Compito breve 1
Nell'articolo sul conto vendita dei vini, l'autore dice di non voler spendere troppe righe per spiegare cosa non funzioni in quell'ipotesi. Spiega il motivo che lui stesso indica.
Compito breve 2
Elenca tutte le proposte per il futuro contenute nel titolo dell'intervista citata nell'articolo sul conto vendita dei vini.
Compito breve 3
Prosegui l'articolo sul conto vendita dei vini a partire dal punto in cui si interrompe.

Testo fornito

^^^^^^^^^^^^^^^^

Il conto vendita dei vini è una cagata pazzesca (Buona Pasqua!)

Il conto vendita dei vini è una cagata pazzesca (Buona Pasqua!)

di Alessandro Morichetti

L’ipotesi di tenere vino in conto vendita al ristorante è uscita fuori dall’armadio dei teschi ammuffiti in una recente intervista su Repubblica Sapori di Eleonora Cozzella a Christian Costardi, noto ristoratore insieme al fratello Manuel in quel di Vercelli.

Già il titolo ha indisposto i più: “Il futuro? Menù più corti, vino in conto vendita e dilazioni nei pagamenti“.

Sorvolando per un attimo sui pagamenti a babbo morto, spesso più regola che eccezione, non vorrei spendere troppe righe per spiegare cosa non funzioni nemmeno lontanamente nell’ipotesi del conto vendita dei vini perché basterà un esempio a far capire che genere di minchiata sia quest’idea.

^^^^^^^^^^^^^^^^

Dati forniti

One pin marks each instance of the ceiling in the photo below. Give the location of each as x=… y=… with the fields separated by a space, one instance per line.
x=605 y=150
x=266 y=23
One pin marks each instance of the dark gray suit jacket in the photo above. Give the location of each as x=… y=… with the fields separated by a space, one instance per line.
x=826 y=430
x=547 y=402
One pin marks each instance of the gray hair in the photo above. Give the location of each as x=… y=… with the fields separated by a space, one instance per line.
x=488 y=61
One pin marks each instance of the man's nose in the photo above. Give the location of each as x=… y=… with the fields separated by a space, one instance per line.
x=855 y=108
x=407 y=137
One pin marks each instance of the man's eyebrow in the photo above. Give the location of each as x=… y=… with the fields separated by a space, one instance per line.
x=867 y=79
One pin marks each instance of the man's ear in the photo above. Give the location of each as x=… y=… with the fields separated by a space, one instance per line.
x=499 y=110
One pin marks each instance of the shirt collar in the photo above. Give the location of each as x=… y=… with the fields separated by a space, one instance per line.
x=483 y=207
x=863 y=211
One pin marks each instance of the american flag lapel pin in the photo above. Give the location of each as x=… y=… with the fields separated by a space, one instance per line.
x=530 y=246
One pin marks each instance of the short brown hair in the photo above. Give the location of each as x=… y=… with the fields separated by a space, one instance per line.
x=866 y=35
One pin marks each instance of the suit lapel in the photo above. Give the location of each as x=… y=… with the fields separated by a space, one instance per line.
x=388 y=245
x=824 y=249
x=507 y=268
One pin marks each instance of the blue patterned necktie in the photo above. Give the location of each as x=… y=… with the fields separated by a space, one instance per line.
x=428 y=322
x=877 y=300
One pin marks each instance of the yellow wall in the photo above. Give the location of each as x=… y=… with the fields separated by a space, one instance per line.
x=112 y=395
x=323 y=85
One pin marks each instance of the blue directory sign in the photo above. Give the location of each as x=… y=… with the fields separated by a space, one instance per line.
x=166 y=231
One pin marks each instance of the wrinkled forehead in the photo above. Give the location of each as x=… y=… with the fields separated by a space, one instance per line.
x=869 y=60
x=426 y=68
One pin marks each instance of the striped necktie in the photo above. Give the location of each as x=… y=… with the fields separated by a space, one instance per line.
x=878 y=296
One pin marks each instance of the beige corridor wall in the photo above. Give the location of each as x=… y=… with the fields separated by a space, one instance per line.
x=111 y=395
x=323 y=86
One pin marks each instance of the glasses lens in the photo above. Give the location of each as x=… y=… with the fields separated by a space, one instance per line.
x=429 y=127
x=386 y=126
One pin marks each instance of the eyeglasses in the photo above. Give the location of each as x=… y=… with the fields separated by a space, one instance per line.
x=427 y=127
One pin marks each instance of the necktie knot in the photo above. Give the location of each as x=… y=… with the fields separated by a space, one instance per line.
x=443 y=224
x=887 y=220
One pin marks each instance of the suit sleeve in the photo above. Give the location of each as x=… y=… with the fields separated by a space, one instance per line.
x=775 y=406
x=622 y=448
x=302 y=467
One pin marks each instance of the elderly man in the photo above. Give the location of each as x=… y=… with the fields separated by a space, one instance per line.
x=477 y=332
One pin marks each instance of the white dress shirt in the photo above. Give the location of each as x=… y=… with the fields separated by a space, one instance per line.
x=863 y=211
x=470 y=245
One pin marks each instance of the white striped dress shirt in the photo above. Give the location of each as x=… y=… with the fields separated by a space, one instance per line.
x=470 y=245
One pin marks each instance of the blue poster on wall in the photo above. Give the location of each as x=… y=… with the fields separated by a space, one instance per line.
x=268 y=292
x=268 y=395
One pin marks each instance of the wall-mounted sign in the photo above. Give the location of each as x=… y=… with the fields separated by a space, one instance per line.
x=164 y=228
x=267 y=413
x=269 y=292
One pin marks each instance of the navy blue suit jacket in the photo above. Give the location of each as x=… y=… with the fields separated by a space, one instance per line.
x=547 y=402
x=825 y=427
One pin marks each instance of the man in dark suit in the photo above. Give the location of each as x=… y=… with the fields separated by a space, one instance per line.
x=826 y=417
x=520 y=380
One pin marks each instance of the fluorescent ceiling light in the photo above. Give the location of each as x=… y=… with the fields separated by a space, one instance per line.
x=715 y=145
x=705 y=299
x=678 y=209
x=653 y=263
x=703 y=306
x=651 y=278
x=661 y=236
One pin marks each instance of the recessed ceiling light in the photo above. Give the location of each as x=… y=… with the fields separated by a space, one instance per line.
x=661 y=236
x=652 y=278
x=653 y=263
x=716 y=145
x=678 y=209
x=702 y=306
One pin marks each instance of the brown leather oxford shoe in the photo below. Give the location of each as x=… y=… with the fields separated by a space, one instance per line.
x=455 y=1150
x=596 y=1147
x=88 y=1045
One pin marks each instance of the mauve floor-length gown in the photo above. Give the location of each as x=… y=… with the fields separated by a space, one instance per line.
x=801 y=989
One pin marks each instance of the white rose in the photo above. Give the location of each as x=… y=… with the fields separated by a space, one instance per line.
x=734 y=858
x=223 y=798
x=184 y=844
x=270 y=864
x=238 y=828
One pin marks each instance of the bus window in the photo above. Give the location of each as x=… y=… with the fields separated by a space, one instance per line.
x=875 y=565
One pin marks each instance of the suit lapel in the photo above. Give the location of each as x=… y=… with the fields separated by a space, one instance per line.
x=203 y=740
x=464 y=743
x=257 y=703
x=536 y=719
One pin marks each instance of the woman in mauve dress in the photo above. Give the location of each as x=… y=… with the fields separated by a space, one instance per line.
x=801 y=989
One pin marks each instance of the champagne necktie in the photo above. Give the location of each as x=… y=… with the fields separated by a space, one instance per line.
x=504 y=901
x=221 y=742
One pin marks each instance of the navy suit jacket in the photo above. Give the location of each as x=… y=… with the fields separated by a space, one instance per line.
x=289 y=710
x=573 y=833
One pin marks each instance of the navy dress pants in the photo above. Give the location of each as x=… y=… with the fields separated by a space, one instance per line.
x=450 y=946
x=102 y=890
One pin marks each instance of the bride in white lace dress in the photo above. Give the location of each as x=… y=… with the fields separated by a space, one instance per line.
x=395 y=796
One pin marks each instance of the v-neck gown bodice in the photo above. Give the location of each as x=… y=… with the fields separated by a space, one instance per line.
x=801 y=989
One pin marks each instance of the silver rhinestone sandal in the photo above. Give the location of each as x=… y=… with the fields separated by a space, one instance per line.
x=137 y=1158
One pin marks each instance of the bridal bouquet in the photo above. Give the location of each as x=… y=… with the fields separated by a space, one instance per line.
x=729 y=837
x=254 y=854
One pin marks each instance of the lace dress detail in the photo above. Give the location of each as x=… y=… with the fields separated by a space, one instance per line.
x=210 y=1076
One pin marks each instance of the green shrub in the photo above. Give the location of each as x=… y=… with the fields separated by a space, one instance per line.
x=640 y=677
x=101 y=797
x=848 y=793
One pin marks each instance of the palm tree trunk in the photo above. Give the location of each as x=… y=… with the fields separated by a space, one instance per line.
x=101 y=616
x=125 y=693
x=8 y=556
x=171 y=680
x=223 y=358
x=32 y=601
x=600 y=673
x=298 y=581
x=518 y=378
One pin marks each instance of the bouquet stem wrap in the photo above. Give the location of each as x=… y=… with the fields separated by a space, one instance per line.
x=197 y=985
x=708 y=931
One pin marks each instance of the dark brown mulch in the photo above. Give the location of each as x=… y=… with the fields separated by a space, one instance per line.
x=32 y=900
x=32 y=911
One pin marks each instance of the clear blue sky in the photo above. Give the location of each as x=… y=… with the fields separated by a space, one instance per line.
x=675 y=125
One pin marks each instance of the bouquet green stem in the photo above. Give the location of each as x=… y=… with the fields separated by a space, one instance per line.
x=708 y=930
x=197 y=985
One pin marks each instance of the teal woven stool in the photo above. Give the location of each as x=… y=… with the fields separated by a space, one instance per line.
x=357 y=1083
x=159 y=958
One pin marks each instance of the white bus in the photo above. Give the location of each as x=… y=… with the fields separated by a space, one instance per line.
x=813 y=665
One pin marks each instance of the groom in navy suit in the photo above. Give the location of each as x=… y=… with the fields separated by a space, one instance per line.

^^^^^^^^^^^^^^^^

Risposta scritta 1
Secondo l'autore basterà un solo esempio a far capire che genere di idea sia il conto vendita dei vini. Per questo non serve dilungarsi in spiegazioni.

Risposta scritta 2
- Menù più corti
- Vino in conto vendita
- Dilazioni nei pagamenti

Risposta scritta 3
Ti porto il vino e vuoi pagarlo solo dopo la vendita? Bello, bellissimo.
Peccato che io debba pagare tutto – anzi, peccato che tutti debbano pagare tutto – nei termini regolari dei contratti di vendita, diciamo 60 giorni fine mese se non anticipatamente. Tappi, etichette, macchinari, vasche, scatole, eccetera, eccetera, eccetera.

E i dipendenti, prima di tutto. Però tu no, tu vuoi il vino e pagarlo dopo amen mentre fa la muffa a spese mie?
Ma mi faccia il piacere, ad essere gentili. Il contrario esatto di qualsiasi ragionamento che abbia la filiera – e non solo “li cazzi miei” – al centro del discorso.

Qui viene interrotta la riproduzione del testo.